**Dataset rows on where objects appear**
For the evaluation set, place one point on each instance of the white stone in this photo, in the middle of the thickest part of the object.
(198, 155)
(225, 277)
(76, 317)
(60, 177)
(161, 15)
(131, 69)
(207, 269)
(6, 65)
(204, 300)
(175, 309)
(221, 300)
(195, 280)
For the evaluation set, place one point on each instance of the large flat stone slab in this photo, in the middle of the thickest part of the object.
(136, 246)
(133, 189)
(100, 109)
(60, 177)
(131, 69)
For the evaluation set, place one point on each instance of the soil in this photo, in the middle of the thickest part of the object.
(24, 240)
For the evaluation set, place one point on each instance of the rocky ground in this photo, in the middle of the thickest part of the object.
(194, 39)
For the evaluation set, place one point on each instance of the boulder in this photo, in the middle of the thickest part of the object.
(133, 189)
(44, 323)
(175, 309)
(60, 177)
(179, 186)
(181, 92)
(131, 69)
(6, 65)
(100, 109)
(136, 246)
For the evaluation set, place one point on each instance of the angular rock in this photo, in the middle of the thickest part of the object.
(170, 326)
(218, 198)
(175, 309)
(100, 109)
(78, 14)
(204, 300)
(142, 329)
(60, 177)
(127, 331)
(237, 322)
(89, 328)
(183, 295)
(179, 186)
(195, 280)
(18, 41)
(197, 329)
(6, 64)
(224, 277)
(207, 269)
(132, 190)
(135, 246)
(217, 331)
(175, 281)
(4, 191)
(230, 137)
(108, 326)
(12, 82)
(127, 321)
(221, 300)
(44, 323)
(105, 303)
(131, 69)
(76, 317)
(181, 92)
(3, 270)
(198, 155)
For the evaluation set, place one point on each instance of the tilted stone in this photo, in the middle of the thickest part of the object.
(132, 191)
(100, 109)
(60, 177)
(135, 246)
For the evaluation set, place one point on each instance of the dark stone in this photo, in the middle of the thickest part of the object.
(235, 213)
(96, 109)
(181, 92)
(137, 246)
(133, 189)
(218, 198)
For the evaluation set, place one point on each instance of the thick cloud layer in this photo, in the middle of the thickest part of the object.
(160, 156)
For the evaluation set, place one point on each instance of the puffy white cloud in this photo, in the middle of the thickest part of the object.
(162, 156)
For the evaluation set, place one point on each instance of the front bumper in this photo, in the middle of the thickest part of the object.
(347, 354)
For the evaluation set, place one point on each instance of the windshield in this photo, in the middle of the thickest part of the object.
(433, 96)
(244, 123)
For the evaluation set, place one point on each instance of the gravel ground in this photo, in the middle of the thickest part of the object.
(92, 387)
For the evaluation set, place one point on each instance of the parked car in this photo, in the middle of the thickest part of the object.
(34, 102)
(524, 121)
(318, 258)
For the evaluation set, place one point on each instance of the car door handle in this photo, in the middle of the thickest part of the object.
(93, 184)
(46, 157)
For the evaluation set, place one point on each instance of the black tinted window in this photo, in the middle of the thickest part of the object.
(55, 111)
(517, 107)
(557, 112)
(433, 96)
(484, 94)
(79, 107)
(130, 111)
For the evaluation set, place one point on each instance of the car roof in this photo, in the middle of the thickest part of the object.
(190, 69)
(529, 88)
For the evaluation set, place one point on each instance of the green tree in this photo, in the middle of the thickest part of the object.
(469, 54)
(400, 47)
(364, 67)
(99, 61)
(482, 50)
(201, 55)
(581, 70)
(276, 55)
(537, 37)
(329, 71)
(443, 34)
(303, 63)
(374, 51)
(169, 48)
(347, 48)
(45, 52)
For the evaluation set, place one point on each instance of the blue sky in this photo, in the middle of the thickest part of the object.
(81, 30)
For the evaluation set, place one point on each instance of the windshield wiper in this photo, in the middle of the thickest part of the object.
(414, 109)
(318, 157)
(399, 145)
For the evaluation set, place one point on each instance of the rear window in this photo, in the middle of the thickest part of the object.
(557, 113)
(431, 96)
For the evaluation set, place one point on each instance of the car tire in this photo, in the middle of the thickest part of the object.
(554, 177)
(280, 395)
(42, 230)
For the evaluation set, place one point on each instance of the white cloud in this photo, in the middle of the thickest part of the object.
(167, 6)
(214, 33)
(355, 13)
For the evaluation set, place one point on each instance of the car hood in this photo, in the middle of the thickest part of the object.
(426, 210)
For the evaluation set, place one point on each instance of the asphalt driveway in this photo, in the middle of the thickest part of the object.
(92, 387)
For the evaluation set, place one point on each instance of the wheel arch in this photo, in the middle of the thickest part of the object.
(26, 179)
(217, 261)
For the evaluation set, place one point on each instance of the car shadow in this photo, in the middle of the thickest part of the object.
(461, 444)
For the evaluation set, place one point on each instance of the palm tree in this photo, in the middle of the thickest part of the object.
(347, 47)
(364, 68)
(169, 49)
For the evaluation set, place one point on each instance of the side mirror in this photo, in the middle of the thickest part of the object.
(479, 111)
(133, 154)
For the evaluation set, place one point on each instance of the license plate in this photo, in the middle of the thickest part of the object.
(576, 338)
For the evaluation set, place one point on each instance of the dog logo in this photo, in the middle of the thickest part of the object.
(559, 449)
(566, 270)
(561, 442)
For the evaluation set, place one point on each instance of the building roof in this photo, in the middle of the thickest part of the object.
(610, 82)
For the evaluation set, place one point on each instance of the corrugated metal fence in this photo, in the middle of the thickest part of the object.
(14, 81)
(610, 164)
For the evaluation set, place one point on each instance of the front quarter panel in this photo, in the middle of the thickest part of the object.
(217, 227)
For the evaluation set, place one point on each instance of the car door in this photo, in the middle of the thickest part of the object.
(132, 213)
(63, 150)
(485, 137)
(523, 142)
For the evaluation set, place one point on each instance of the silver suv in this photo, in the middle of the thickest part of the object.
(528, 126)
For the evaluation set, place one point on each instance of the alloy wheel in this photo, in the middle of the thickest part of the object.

**Exercise details**
Pull out every line from the one with "of the building" to the end of the listing, and output only those.

**Answer for the task**
For the evaluation set, place one point on each instance of the building roof in this photo, in the middle of the thickest part of the object.
(610, 82)
For the evaluation set, place one point on each instance of the corrugated metal fence in this photo, in the middle of the thickest part of the object.
(14, 81)
(610, 164)
For the evaluation set, place one point on each instance of the front quarter panel in this photo, in the middle of the thickest part of the object.
(217, 227)
For the evaluation set, place one point on each instance of the car door in this photo, in the middle of the thickest part of the object.
(132, 213)
(63, 150)
(485, 137)
(523, 142)
For the evaluation set, place one point on each instance of the silver suv in this photo, in the middle of the thickest part of the object.
(528, 126)
For the evaluation set, place one point on each instance of the alloy wheel in this photo, in the middle of the thickest part of the object.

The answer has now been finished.